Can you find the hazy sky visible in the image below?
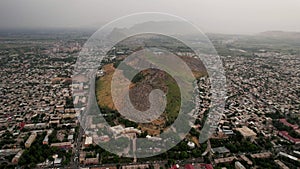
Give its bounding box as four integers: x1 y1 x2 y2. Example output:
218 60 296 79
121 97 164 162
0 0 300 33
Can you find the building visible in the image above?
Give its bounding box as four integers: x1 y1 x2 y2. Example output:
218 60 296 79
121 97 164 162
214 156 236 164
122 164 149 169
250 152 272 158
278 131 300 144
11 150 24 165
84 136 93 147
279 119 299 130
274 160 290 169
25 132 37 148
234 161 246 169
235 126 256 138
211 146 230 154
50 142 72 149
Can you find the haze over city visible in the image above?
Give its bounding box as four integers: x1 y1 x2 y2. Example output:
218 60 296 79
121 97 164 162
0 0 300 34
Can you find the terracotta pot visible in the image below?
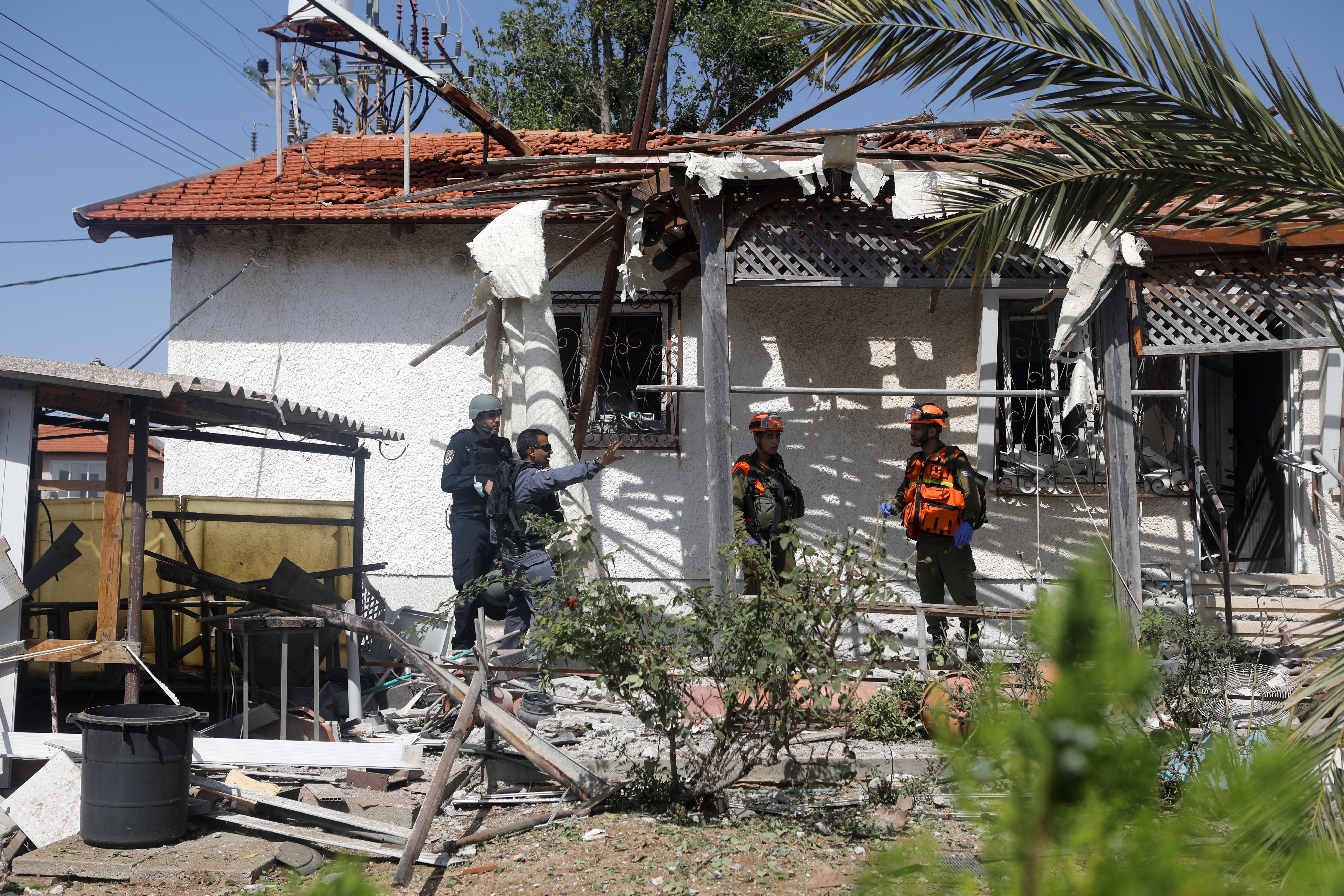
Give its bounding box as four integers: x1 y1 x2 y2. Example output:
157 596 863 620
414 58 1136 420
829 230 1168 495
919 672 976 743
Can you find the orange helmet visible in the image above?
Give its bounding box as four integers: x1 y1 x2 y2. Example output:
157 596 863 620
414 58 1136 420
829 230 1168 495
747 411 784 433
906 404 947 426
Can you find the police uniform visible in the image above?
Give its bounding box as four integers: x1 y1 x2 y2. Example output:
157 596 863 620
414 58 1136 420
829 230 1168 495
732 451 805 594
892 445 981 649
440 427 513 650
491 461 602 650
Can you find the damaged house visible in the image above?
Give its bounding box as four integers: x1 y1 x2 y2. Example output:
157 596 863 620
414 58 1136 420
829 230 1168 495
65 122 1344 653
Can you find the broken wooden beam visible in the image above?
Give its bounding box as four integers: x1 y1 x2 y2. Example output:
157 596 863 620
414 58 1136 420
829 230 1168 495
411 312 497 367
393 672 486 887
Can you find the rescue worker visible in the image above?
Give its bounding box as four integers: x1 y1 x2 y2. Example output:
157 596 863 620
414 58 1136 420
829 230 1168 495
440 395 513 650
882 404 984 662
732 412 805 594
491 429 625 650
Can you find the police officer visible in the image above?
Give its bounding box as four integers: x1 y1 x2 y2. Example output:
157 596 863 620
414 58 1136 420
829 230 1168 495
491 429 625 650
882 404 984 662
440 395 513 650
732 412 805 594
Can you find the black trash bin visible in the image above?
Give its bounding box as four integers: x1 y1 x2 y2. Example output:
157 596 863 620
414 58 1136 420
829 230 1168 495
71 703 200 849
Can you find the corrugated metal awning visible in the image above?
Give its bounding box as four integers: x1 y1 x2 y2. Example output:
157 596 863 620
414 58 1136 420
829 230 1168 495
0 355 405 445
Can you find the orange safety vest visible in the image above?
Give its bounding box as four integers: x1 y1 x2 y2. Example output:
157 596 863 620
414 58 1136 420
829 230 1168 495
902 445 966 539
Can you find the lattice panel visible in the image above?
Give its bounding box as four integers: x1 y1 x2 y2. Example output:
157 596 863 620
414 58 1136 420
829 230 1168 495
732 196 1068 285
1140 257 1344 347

### TASK TO CARRY OUT:
Print every row above again word for word, leaving out the pictures.

### RESULT:
Can you find the hazy sky visible in the image below?
Give its bounding box as four integers: x1 y1 x2 y2. Example output:
218 60 296 79
121 97 164 162
0 0 300 33
Can you find the building visible in the image above?
Give its bounding box as four integers: x1 y1 x2 y2. Example output:
218 60 296 79
121 97 164 162
214 156 236 164
122 164 149 169
250 152 272 158
278 131 300 144
11 150 24 165
84 136 93 147
279 119 299 130
274 160 290 169
25 132 37 148
234 161 246 169
235 126 256 138
211 146 230 154
50 142 72 149
Can you find the haze over city visible in the image above?
Give its bounding box as four integers: x1 y1 x2 y2. Example output:
218 60 296 79
121 97 164 162
0 0 300 34
Can you find the terracotta pot visible in the image below?
Give its bounding box as four integers: x1 y1 x2 y2. Example output:
157 596 863 620
414 58 1136 420
829 230 1168 495
919 672 976 743
Can you find the orange helmet visible in the image above?
Give its bounding box as four integers: x1 y1 x2 y2. Example output:
157 596 863 620
414 58 1136 420
829 230 1168 495
747 411 784 433
906 404 947 426
Can you find the police uniform visible in the image above?
Give its bounding box as four integers: x1 y1 x2 y2. Example output:
157 596 863 620
414 58 1136 420
829 230 1168 495
732 451 805 594
892 445 981 649
440 427 513 650
491 461 602 650
Can you find the damaged house visible in the image above?
Give its bounding box as four integers: x1 y1 x2 y2. Example output:
157 596 863 620
414 58 1136 420
829 230 1168 495
65 122 1344 653
Can you find the broken wooden beam visible in the image above?
Give its bounding box as four integers: x1 y1 x2 y2. Example output:
157 596 863 620
414 58 1136 420
829 230 1168 495
411 312 497 367
393 672 486 887
Can you find the rescue worker visible in the image above?
Give its bounding box as four integers: x1 y1 x2 y2. Example output:
157 596 863 620
414 58 1136 420
829 230 1168 495
440 395 513 650
882 404 984 662
732 412 805 594
491 429 625 650
Can you find the police officer visible in the image above?
Give its bounding box as four integers: x1 y1 x2 y2. Example output:
157 596 863 620
414 58 1136 420
829 230 1168 495
491 429 625 650
882 404 984 662
440 395 513 650
732 412 805 594
Can you find the black trash bin visible in the image above?
Give its bounding box as four integers: x1 y1 x2 y2. Example output:
157 596 863 620
414 58 1136 420
829 230 1168 495
71 703 200 849
Can you find the corrugated metal awning visible in the image above?
Give its bounding box as four integers: x1 y1 x2 y2. Example output:
157 596 863 620
414 58 1136 420
829 230 1168 495
0 355 405 445
Can you find the orange safety vest visible in the image above?
Give its bounding box as four integers: x1 y1 x2 y2. Example output:
157 596 863 620
414 58 1136 420
829 230 1168 495
902 445 966 539
Can you find the lattice panel visible in the image above?
Give its bounding box as four integers: x1 y1 x2 y2. Example output:
157 596 863 620
414 58 1136 420
829 230 1168 495
732 196 1068 285
1140 257 1344 347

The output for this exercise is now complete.